DOCUMENT EXCERPT —
- - - - - - -

With no fees they should be a better bet than normal cards.
Thanks in advance


----------



## 91502 (May 1, 2005)

Some pre pay cards charge you to load money, some when you spend and others for cashpoint withdrawal. Some charge less but offer lower exchange rates others higher rates but more charges. Which is best depends on your spending pattern. It really makes your head hurt trying to find the best for you. We prefer the Halifax credit card route paid by direct debit in full each month incase we are away.


----------



## tonyt (May 25, 2005)

- - - - - - -

TASK TO CARRY OUT — Rewrite the forum excerpt about prepaid cards from "Some pre pay" to "we are away.", changing "cashpoint" to "ATM". Rely only on the forum excerpt about prepaid cards.

GIVEN RECORDS —
- - - - - - -

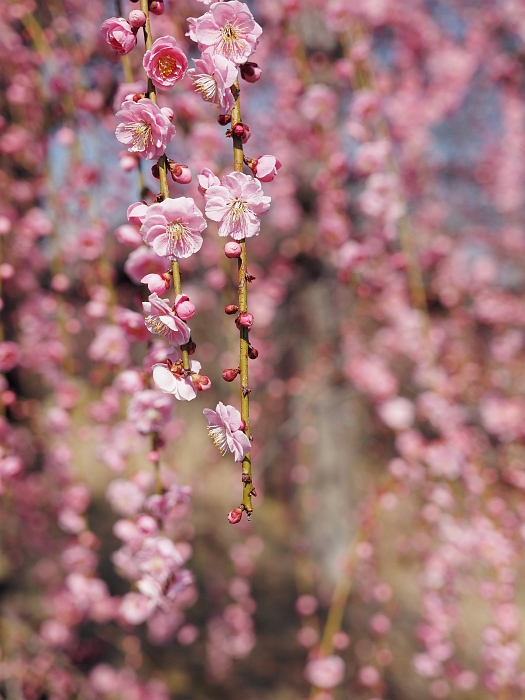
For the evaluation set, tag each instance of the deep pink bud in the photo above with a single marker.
(250, 72)
(201, 382)
(180, 173)
(229, 374)
(232, 250)
(247, 134)
(235, 516)
(245, 320)
(238, 129)
(137, 18)
(157, 7)
(184, 308)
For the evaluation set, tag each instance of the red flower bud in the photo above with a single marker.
(157, 7)
(250, 72)
(201, 382)
(229, 374)
(245, 320)
(235, 516)
(238, 129)
(232, 250)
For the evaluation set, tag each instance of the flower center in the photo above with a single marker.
(141, 134)
(175, 231)
(238, 208)
(231, 39)
(218, 435)
(206, 85)
(167, 65)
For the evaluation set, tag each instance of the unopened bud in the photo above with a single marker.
(201, 382)
(245, 320)
(250, 72)
(229, 374)
(184, 308)
(235, 516)
(232, 250)
(180, 173)
(157, 7)
(190, 347)
(238, 129)
(137, 18)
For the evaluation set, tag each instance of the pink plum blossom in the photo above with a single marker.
(228, 29)
(213, 77)
(164, 322)
(224, 428)
(236, 204)
(119, 35)
(165, 63)
(144, 128)
(171, 378)
(173, 228)
(149, 411)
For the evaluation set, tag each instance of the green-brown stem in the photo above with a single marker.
(244, 343)
(163, 167)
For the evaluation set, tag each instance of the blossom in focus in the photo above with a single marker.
(164, 322)
(326, 672)
(224, 428)
(228, 30)
(236, 204)
(173, 228)
(144, 128)
(213, 77)
(149, 411)
(170, 377)
(165, 63)
(119, 35)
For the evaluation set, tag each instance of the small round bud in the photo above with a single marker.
(184, 308)
(245, 320)
(229, 374)
(250, 72)
(180, 173)
(201, 382)
(137, 18)
(235, 516)
(232, 250)
(156, 7)
(238, 129)
(168, 113)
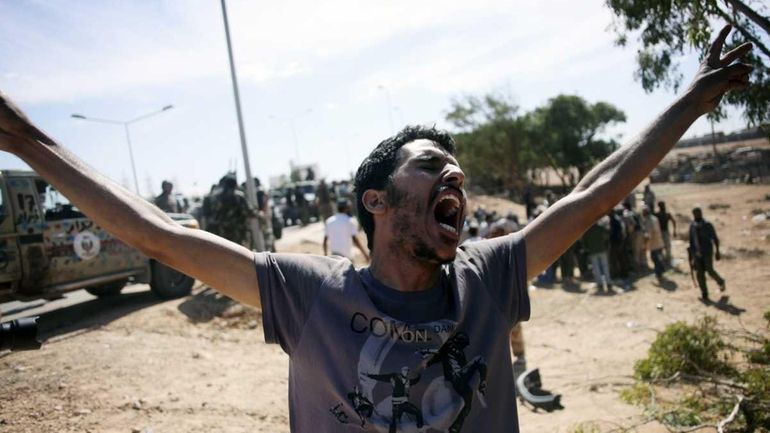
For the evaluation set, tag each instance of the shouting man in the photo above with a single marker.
(341, 326)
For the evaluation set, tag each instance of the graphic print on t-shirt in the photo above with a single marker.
(412, 378)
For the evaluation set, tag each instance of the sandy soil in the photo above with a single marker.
(199, 364)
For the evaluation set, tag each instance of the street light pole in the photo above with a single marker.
(251, 189)
(131, 156)
(125, 124)
(390, 109)
(293, 127)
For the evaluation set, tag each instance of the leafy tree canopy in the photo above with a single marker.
(500, 148)
(667, 28)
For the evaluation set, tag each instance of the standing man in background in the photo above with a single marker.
(702, 236)
(664, 217)
(166, 200)
(654, 241)
(341, 233)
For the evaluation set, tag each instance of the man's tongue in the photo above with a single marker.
(446, 215)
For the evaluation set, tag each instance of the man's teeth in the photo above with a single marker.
(451, 197)
(448, 227)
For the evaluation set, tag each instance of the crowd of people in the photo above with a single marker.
(614, 252)
(631, 241)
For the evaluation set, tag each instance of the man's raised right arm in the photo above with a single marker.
(217, 262)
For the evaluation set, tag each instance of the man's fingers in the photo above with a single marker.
(738, 69)
(715, 52)
(737, 53)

- - - - - - -

RESULT —
Some pre pay cards charge you to load money, some when you spend and others for ATM withdrawal. Some charge less but offer lower exchange rates others higher rates but more charges. Which is best depends on your spending pattern. It really makes your head hurt trying to find the best for you. We prefer the Halifax credit card route paid by direct debit in full each month incase we are away.